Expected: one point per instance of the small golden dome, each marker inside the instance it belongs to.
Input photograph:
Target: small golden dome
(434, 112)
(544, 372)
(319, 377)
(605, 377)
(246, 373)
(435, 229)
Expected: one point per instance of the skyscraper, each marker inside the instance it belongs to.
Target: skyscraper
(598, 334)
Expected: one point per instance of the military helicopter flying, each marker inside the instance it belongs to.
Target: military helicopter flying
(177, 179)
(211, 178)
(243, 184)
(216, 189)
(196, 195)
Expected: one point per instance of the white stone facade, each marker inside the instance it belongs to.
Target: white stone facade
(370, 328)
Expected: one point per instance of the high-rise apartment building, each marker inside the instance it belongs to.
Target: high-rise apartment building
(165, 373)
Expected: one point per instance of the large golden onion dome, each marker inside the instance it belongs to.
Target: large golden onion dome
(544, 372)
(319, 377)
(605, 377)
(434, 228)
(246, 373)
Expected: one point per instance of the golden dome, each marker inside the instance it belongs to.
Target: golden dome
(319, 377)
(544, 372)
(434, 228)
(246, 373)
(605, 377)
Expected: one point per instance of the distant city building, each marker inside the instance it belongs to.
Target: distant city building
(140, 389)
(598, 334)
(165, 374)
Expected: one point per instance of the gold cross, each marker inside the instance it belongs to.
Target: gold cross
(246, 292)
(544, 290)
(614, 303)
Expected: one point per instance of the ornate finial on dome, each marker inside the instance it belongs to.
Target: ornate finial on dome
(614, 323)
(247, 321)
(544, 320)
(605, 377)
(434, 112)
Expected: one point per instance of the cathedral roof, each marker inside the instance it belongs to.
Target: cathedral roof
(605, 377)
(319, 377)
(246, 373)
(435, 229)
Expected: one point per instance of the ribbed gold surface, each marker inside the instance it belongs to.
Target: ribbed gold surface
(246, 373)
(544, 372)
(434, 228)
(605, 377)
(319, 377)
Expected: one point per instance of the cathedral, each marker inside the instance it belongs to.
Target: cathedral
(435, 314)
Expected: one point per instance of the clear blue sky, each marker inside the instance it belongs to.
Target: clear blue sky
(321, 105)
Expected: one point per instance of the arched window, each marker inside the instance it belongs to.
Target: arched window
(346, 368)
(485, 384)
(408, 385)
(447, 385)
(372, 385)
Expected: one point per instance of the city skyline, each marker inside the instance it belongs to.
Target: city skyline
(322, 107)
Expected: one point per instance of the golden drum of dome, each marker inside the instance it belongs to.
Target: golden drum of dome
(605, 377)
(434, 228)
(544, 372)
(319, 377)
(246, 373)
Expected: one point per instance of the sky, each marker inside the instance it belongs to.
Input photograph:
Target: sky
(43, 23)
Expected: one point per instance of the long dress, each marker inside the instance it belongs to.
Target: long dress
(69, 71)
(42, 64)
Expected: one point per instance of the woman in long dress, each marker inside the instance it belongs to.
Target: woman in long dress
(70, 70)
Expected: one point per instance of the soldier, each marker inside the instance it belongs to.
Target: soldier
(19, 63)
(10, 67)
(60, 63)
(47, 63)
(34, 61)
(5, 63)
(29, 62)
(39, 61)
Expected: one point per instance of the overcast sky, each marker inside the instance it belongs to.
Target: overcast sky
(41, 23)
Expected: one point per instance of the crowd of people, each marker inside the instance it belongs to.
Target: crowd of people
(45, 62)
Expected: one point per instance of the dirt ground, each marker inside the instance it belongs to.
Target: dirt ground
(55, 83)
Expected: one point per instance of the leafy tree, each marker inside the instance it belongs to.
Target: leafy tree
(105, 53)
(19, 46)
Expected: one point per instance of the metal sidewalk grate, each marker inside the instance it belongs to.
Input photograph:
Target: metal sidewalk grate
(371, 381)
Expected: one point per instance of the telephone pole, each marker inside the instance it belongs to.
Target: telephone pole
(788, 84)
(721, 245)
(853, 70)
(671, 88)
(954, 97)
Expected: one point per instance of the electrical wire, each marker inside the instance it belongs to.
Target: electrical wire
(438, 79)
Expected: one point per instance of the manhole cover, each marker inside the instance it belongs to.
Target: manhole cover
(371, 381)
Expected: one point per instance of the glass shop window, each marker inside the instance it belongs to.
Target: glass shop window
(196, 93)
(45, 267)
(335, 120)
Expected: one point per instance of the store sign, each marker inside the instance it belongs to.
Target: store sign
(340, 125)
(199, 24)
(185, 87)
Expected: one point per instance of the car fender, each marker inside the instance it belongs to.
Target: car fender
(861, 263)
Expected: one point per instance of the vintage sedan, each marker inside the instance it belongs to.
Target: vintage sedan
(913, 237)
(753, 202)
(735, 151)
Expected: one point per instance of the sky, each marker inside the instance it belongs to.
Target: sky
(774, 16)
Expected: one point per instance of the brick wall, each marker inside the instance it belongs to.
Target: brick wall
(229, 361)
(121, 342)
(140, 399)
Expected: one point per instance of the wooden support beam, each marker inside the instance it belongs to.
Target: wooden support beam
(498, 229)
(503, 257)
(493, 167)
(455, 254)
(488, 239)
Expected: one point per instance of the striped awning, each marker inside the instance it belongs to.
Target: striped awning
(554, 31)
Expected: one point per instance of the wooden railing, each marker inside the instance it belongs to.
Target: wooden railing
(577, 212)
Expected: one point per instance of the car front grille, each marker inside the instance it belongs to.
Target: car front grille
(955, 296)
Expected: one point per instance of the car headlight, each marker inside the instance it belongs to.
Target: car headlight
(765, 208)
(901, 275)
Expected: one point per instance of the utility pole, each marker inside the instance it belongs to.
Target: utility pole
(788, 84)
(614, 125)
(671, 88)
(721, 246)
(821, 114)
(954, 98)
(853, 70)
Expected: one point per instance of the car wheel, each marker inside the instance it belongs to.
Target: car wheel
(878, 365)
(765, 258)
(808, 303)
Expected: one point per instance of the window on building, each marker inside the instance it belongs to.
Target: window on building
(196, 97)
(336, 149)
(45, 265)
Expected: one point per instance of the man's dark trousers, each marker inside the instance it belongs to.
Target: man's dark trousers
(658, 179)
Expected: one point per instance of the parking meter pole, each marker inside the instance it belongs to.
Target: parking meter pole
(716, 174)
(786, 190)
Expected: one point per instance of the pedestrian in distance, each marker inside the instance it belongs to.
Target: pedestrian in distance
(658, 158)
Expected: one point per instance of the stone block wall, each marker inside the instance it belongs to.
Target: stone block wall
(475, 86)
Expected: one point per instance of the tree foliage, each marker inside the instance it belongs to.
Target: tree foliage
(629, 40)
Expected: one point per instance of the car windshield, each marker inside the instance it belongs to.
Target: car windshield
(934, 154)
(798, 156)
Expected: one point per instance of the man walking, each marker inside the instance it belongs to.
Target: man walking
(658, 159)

————

- **BRIEF**
Locate "Expected: one point per instance of the stone" in the material, then quote the line that contains it and all lines after it through the final one.

- **WRITTEN ANSWER**
Expected: one point per instance of the stone block wall, each marker inside the instance it belongs to.
Target: stone block wall
(475, 86)
Expected: one point per instance of the tree foliage, each marker inside the instance it belongs to.
Target: tree foliage
(629, 40)
Expected: one point per instance of the car windshield, each marker inside the instance it belongs to.
Target: car windshield
(934, 154)
(798, 156)
Expected: one point per instance of the man walking, each marker inside the instance it belongs to.
Target: man walking
(658, 159)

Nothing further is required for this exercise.